## [Work instructions]
Rewrite the material below, from the line containing "Could you provide the mask of every instance of the door" through the end, replacing "instance" with "occurrence" and keeping everything else the same. Leave the pictures out.

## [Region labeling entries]
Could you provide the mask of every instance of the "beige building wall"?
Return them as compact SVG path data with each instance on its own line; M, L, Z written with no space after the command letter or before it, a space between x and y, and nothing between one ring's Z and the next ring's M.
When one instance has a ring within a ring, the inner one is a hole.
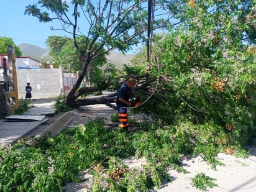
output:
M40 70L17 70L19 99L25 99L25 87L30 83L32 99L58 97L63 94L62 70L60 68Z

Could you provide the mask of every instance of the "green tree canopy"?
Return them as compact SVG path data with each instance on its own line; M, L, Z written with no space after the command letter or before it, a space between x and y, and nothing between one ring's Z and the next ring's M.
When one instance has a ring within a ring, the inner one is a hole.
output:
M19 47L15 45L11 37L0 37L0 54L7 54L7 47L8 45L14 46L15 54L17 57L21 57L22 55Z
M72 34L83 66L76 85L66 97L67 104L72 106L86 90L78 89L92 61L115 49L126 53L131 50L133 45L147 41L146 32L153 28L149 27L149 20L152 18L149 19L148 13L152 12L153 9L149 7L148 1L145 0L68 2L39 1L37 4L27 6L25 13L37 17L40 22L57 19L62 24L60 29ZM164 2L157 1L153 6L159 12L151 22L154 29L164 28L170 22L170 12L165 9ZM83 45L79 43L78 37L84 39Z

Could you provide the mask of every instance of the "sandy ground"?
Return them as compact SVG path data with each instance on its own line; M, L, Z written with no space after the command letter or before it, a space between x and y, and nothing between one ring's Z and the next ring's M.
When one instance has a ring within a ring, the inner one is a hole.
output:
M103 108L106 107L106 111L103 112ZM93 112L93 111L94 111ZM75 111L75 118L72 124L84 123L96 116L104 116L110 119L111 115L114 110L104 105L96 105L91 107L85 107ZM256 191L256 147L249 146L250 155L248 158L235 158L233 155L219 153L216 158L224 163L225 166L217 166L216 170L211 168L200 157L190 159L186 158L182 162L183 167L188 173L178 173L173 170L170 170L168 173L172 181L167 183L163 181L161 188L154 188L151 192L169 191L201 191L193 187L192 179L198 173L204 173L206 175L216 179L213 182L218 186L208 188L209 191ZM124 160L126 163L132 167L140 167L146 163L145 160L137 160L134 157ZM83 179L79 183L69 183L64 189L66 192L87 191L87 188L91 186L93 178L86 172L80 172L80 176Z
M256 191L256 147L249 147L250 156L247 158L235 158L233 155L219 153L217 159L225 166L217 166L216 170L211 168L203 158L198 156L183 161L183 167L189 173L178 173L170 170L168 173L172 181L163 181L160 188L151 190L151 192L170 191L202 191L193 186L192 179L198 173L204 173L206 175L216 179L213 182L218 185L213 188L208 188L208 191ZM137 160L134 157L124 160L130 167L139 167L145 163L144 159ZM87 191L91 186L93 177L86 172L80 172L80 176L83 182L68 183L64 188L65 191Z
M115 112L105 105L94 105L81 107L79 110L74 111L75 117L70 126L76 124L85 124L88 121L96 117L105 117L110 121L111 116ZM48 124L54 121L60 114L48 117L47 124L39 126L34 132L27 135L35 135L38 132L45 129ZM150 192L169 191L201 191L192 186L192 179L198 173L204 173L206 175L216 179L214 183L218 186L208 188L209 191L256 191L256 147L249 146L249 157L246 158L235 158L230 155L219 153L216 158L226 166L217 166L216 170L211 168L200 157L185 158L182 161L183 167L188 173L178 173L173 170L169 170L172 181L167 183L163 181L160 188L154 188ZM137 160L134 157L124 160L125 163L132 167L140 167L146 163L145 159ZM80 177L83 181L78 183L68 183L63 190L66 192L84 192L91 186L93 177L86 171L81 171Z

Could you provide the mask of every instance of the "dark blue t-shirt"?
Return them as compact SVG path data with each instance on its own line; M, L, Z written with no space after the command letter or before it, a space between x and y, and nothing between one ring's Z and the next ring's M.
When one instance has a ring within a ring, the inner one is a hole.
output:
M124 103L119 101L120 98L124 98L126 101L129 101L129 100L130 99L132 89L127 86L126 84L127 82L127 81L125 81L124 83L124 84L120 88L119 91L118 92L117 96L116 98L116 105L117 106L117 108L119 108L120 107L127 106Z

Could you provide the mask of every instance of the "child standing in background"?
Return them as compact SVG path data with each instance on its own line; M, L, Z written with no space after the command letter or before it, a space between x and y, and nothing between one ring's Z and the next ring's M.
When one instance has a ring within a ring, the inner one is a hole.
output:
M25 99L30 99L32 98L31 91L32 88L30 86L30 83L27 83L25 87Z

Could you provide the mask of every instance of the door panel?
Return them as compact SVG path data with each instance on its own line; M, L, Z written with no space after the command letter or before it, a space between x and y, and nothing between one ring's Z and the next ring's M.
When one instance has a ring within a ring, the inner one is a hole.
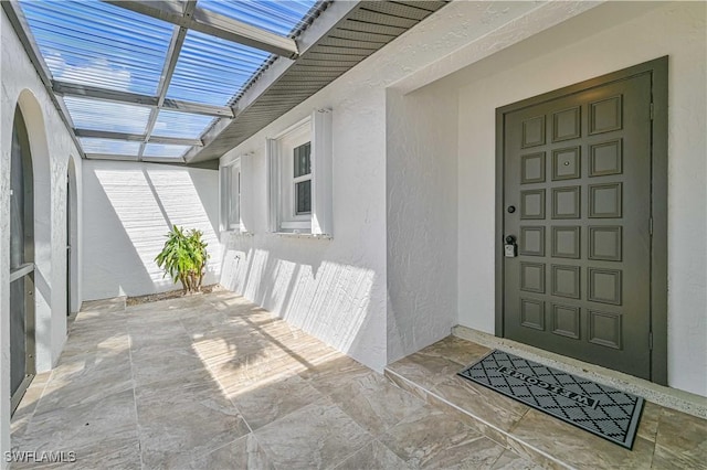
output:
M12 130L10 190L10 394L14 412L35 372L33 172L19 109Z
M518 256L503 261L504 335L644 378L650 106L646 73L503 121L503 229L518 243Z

## [Exercise output]
Could you provide the mask of every occurrence of the door panel?
Return them as compact SVG path data with each occurrence on its own line; M, L, Z written with no space after the command letter or before it, a space between x and y, and nothing between one ring's Z and the next ring's M.
When one occurrence has a ring within a ring, the inner one is a hole.
output:
M12 130L10 190L10 394L14 412L35 372L33 172L19 109Z
M518 256L503 261L504 335L644 378L650 106L646 73L503 121L503 229L518 243Z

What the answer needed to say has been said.